**YOUR GOAL**
Below are some records; copy them word for word and drop the pictures.

**SUPPLIED RECORDS**
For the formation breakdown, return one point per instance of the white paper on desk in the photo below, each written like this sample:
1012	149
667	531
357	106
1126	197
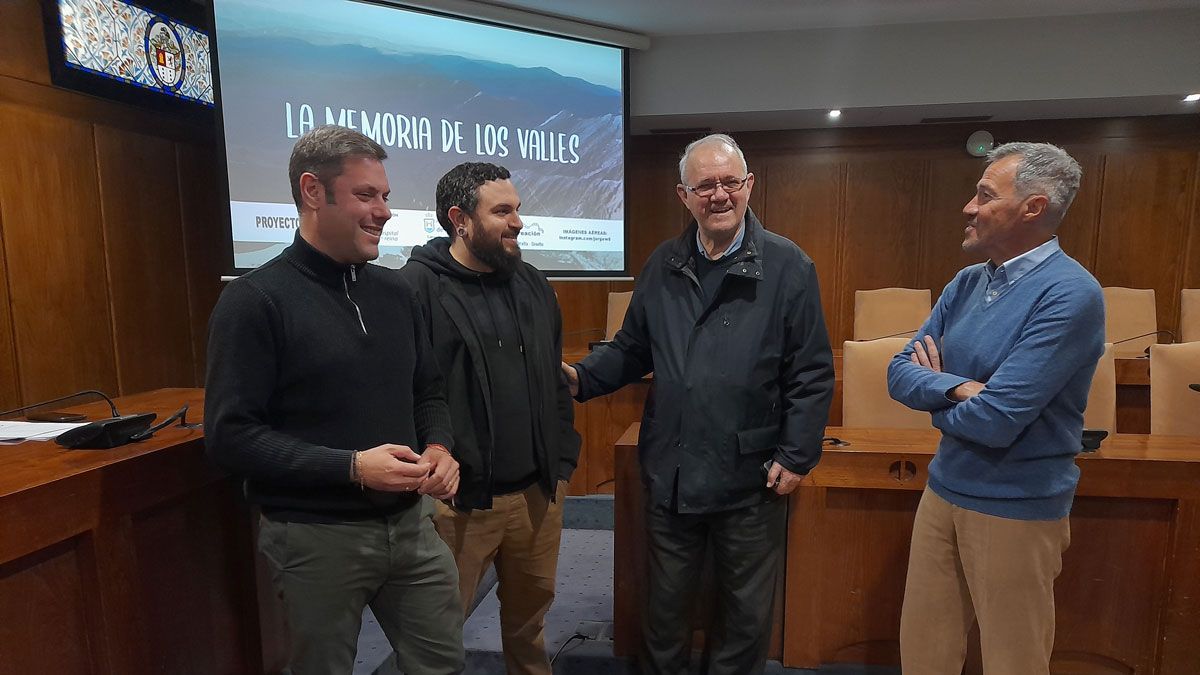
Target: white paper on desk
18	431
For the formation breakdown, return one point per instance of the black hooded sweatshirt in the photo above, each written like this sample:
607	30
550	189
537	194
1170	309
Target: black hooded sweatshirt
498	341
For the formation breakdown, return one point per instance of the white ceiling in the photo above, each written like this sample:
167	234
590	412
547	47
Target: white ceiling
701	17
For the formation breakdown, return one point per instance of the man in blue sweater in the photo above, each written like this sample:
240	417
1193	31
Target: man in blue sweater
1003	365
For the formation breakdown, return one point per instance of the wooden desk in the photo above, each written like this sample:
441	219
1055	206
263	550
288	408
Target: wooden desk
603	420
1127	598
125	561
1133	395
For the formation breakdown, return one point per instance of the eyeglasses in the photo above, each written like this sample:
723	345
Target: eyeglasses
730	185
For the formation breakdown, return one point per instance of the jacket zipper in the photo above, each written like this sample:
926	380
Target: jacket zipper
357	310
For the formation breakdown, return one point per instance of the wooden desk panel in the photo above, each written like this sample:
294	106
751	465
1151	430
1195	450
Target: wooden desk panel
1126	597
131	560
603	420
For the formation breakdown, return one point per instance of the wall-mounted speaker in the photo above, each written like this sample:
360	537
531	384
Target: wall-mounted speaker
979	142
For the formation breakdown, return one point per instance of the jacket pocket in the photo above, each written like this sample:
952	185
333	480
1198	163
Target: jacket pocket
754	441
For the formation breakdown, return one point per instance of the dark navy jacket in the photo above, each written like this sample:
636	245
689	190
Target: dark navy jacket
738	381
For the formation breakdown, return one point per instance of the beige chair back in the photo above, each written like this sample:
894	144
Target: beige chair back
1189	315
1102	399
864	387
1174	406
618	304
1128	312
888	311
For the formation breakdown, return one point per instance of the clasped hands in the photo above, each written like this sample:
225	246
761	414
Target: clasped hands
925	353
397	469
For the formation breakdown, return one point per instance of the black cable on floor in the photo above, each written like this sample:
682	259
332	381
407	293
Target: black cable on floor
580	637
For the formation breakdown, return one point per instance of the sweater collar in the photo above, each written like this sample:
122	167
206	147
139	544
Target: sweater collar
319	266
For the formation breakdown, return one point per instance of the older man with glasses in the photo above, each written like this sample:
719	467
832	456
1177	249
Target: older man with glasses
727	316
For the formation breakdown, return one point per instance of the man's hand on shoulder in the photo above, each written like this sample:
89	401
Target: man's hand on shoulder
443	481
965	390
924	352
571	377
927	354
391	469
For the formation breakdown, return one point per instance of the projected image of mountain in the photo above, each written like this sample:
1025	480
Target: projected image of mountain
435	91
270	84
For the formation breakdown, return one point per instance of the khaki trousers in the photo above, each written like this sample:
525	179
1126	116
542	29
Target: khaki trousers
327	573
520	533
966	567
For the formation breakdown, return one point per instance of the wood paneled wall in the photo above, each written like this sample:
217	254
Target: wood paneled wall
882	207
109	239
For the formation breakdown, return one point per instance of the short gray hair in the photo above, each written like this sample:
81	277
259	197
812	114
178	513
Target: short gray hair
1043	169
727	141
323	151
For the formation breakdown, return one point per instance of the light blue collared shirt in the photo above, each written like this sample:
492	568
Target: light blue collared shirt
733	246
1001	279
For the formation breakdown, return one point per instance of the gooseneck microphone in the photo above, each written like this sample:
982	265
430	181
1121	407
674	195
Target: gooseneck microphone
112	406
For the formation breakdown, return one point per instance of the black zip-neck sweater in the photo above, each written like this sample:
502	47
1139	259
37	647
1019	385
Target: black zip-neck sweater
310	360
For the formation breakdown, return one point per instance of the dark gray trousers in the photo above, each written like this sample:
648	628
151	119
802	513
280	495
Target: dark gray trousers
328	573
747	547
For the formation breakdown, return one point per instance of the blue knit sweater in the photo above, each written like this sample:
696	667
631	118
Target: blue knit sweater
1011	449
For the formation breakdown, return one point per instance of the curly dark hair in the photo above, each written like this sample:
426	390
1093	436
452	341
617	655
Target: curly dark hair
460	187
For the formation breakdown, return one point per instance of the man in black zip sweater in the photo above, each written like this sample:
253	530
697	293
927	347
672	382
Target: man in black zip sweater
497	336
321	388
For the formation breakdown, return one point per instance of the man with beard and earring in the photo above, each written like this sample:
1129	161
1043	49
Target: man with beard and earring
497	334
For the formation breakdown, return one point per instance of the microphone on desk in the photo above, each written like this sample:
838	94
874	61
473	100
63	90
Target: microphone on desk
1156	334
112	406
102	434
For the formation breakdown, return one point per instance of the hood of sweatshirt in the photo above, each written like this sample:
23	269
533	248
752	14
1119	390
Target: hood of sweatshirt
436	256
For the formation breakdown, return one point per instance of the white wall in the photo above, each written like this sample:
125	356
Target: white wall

**WRITTEN SOLUTION**
For the formation breakdown, return one point per instance of the white paper on desk in the photo below, each written like this sample:
1012	149
667	531
357	106
1126	197
Target: white paper on desk
18	431
For the formation breakdown, return one point per instance of the black hooded sweatshirt in the photo above, each written like this sample:
607	30
550	189
537	194
1170	309
Target: black hooded sweatshirt
498	341
For the formation breakdown, return one point per instance of the white ceiling in the photo above, each written like this sample:
167	234
590	412
547	47
Target: white ceiling
701	17
For the formation breakdown, return one point per instance of the man in blue sweater in the photo above, each written like this sample:
240	417
1193	31
Target: man in blue sweater
1003	365
For the formation breakdown, return one point per instance of the wooden desk in the photo above, each written like this sample:
441	219
1055	206
263	550
288	408
Target: wooden desk
603	420
1127	598
125	561
1133	395
For the formation breakdown, return one point per instance of the eyeglasses in the photo above, each written like this sample:
723	345
Target: eyeglasses
730	185
For the formation breakdown, return one point per instance of the jacket zipper in the photo above, each written like this sample:
926	380
Target: jacket zipper
357	310
For the formation breakdown, return one point per instance of the wooden desk panel in the photo above, each written like this sample:
294	106
751	465
1151	430
1195	450
Target: wooden desk panel
1126	597
131	560
603	420
For the formation breakdown, return one point per instance of the wall-mounted speaker in the photo above, each written like this sample:
360	537
531	384
Target: wall-mounted speaker
979	142
For the formation breakdown, return one point per instance of the jacket pocket in the photo above, each written like this sample:
952	185
333	480
1198	163
Target: jacket pocket
754	441
For the formation breakdown, return one point per instance of the dark navy jacket in the photo above, each written like this sample:
636	245
689	190
Target: dark navy jacket
738	381
For the formation breakdown, return one point per instance of the beige chair back in the photo above, each written like this sample:
894	144
Target: beige chair back
1189	315
1102	399
864	387
1174	406
618	304
1128	312
888	311
For the formation breakdown, return one point per instance of the clasped hands in the photo above, each written like this sample:
225	246
761	414
Target: clasped hands
925	353
397	469
For the formation breakdown, return one point per instance of the black cable on floor in the photo above, each written like this sample:
682	259
332	381
407	293
Target: black cable on floor
580	637
For the formation breakdown, return one point per instance of the sweater collar in the photo above, each written like this sample:
122	167
206	147
139	544
Target: sweater collar
319	266
For the formation breakdown, return one point per instance of the older man with glasses in the photo above, each written like this sample:
719	467
832	456
1177	249
Target: older man with glasses
727	316
For the formation breakdown, return one point per instance of the man's hand on shoulder in the photo above, each written like this sample:
89	401
Target: man's hand on shoulder
443	481
965	390
924	352
571	377
927	354
391	469
For the formation breakdown, return one point per instance of the projected image of mountain in the photo above, each written like this sample:
1025	480
Target: projected image of mountain
435	91
270	84
For the formation breakdown, return one point per instance of the khaki trousers in the photo above, each written like this sample:
525	179
1126	116
542	29
Target: khaki trousers
327	573
520	533
966	567
For the formation breakdown, return one point per instance of the wood paneled wall in the photo above, each written like this sample:
217	254
Target: wood paneled wall
882	207
109	239
For the formation breakdown, return one point per instance of the short gray hair in the photo above, each written like this sample:
81	277
259	197
812	114
178	513
Target: short gray hair
1043	169
727	141
323	151
For the formation breakdown, return one point per instance of the light blue collared shirt in the photo above, each written like this sample:
492	568
Target: light blue collared shirt
733	246
1001	279
For the formation breakdown, return one point per instance of the gooseneck microphone in the photo above, each written like this sample:
982	265
430	181
1121	407
674	195
Target: gooseneck microphone
112	406
For the formation breakdown, return one point per instance of the black zip-neck sweater in the photo above, each written like this sample:
502	47
1139	259
37	647
1019	385
Target: black zip-neck sweater
310	360
For the formation breakdown, return one point per instance of the dark gray trousers in the photo above, each written like this sample:
648	628
151	119
802	513
280	495
Target: dark gray trousers
328	573
747	547
For the formation breakdown, return one point per instance of the blue knit sweater in the photo above, each written like this sample:
696	667
631	118
Target: blue knit sweater
1011	449
For the formation breakdown, return one point per instance of the curly dark hair in the photo above, each written like this sample:
426	390
1093	436
452	341
617	655
Target: curly dark hair
460	187
For the formation breakdown, return one point per instance of the man in black zip sweater in the photo above, each written like this sample:
253	530
697	293
927	347
672	382
Target: man in black zip sweater
497	336
321	388
For the formation breakdown, return one point per instance of the man with beard and earring in the photo above, each written like this sample:
1129	161
1043	49
Target: man with beard and earring
497	334
For the formation breakdown, return one point per instance of the microphone on desk in the photo above, each written like this sample:
838	94
874	61
473	100
63	90
Target: microphone on desk
1156	334
112	406
102	434
For the formation breakdown, return one point per instance of the hood of sweatshirt in the photo above, each written like this sample:
23	269
533	248
752	14
1119	390
Target: hood of sweatshirt
436	256
For the formation breakdown, return one point per instance of the white wall in the photo above, each written like this sample:
125	356
Target: white wall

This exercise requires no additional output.